- Exercise directions -
Rewrite every entry that follows, swapping "spot" for "location" wherever it occurs and leaving everything else as it is.

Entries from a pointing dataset
◆ ◆ ◆

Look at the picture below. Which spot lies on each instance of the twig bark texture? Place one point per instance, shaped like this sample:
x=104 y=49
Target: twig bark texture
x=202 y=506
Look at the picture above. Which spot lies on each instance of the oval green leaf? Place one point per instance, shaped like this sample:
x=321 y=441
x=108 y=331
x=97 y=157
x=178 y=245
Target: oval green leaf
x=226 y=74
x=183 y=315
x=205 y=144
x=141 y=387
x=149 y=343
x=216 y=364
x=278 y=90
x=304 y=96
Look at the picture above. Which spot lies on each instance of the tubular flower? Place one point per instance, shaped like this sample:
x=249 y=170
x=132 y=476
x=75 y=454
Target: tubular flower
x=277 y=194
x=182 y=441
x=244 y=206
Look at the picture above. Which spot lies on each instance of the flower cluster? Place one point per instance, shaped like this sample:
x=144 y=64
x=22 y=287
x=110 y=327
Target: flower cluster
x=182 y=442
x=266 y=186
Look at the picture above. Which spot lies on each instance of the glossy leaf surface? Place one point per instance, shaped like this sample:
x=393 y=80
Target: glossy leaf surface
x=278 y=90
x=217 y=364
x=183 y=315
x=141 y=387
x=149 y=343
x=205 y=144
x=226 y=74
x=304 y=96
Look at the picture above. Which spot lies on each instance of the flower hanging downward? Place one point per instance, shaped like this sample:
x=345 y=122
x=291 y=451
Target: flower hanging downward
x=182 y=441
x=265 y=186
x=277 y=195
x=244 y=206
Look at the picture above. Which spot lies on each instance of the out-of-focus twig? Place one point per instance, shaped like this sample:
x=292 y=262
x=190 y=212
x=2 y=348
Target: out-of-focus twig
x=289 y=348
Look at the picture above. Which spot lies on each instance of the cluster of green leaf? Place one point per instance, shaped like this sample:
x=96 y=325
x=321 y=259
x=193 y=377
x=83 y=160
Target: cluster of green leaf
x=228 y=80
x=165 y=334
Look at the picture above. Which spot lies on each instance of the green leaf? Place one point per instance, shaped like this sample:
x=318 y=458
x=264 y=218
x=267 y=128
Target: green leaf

◆ ◆ ◆

- Task solution -
Look at the picture below. Which location lies on each instance of the twig bark texture? Place one point per instance, shaped like this sample:
x=104 y=49
Target: twig bark texture
x=202 y=506
Look at the picture above. Which location lies on each instance of the oval green leaf? Place one point per instance, shaped like this sample:
x=321 y=441
x=108 y=331
x=97 y=157
x=178 y=245
Target: oval green leaf
x=226 y=74
x=183 y=315
x=205 y=144
x=141 y=387
x=149 y=343
x=216 y=364
x=278 y=90
x=304 y=96
Look at the picture above. Which location lies on each instance of the tubular flower? Place one point per instance, shaped like this sample:
x=249 y=170
x=132 y=476
x=75 y=454
Target: tubular flower
x=277 y=194
x=182 y=441
x=244 y=206
Look at the picture above. Which location lies on each instance of the flower cluster? Place one point per instance, shaped like this sample:
x=144 y=64
x=22 y=287
x=110 y=327
Target: flower cluster
x=182 y=442
x=266 y=186
Look at the picture above. Which location lies on each instance of the glossy leaf surface? Place one point per instance, shaped like this sample:
x=393 y=80
Target: glossy leaf surface
x=278 y=90
x=217 y=364
x=183 y=315
x=141 y=387
x=149 y=343
x=205 y=144
x=226 y=74
x=304 y=96
Look at the picture above. Which location lies on each instance of the flower hanging downward? Place one point per instance, shaped like this sample:
x=345 y=122
x=291 y=451
Target: flower hanging downward
x=182 y=441
x=265 y=186
x=277 y=195
x=244 y=206
Look at the picture above. Which location lies on each instance of the out-of-focus twig? Place one point per instance, shaped like this sample:
x=292 y=262
x=190 y=212
x=2 y=348
Target: out-of-focus twig
x=289 y=348
Look at the picture above. Which location lies on each instance of the cluster of green leaf? Place one point per instance, shaped like this sample:
x=96 y=325
x=321 y=259
x=193 y=377
x=83 y=160
Target: cluster of green leaf
x=228 y=80
x=165 y=334
Look at the picture above. Which location lies on each instance of the green leaf? Place one point per instance, shaped like this sample:
x=318 y=458
x=264 y=218
x=267 y=128
Target: green leaf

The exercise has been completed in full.